[START]

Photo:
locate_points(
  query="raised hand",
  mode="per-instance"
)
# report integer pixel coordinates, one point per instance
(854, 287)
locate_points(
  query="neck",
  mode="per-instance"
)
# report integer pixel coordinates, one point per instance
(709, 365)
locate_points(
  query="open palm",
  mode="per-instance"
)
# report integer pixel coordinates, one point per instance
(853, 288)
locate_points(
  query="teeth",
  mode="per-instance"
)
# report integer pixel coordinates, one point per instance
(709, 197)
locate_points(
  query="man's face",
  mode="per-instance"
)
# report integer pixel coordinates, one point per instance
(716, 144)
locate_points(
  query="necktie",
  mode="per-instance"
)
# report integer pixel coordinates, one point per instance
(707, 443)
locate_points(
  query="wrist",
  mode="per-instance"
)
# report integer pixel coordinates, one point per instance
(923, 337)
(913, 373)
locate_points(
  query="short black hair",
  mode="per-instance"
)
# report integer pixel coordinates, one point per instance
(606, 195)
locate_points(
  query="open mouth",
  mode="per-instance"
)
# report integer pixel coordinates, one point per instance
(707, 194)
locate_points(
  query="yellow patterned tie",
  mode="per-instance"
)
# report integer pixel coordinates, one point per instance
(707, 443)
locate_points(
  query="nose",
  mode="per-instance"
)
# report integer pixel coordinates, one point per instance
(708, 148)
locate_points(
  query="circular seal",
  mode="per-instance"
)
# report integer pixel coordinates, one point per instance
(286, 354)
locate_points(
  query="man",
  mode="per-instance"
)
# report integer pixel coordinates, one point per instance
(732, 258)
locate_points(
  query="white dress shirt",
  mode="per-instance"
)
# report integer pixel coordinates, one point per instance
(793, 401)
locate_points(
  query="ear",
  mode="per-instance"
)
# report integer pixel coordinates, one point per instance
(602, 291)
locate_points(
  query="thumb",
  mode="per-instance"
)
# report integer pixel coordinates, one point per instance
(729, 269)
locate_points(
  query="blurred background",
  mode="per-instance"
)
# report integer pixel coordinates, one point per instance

[END]

**EXERCISE DESCRIPTION:**
Reproduce the material above line by line, offsetting every coordinate value in the answers by -68 and leaving all other text unchanged.

**REPLY:**
Photo:
locate_points(
  query="raised hand",
  mode="per-instance"
)
# report integer pixel coordinates, one point per instance
(786, 219)
locate_points(
  query="neck",
  mode="per-instance"
)
# report integer pixel coordinates, one point per instance
(641, 297)
locate_points(
  query="open palm",
  mode="per-instance"
)
# report integer pixel coordinates, one point per instance
(785, 220)
locate_points(
  query="teeth",
  mode="per-instance"
)
# report integer pixel coordinates, one point per instance
(641, 129)
locate_points(
  query="man's face",
  mode="per-instance"
)
# report integer pixel coordinates, one point per instance
(648, 76)
locate_points(
  query="necktie",
  mode="per-instance"
)
# report integer pixel coordinates, one point per instance
(639, 375)
locate_points(
  query="wrist",
  mode="per-instance"
)
# report integer pixel coordinates, one point per instance
(855, 269)
(845, 305)
locate_points(
  query="short black hair",
  mode="per-instance"
)
# report integer pixel coordinates, one point per instance
(538, 127)
locate_points(
  query="open mouth",
  mode="per-instance"
)
# report integer pixel coordinates, one point per instance
(639, 126)
locate_points(
  query="yellow patterned tie",
  mode="per-instance"
)
# report integer pixel coordinates, one point per instance
(639, 375)
locate_points(
  query="nose",
  mode="per-instance"
)
# report integer pixel coordinates, one point per instance
(640, 80)
locate_points(
  query="circular seal",
  mode="per-instance"
)
# report integer pixel coordinates, one point per instance
(218, 286)
locate_points(
  query="man",
  mode="per-instance"
)
# report integer pixel coordinates, one point per instance
(664, 190)
locate_points(
  query="white dress shirt",
  mode="per-instance"
)
# report integer pixel coordinates, one point per instance
(725, 333)
locate_points(
  query="ear",
  mode="per-instance"
)
# report integer pixel coordinates, one point per instance
(534, 223)
locate_points(
  query="thumb",
  mode="per-instance"
)
# report integer pixel coordinates, one point per instance
(661, 201)
locate_points(
  query="blurred background",
  mode="per-instance"
)
# report integer pixel coordinates, one point per instance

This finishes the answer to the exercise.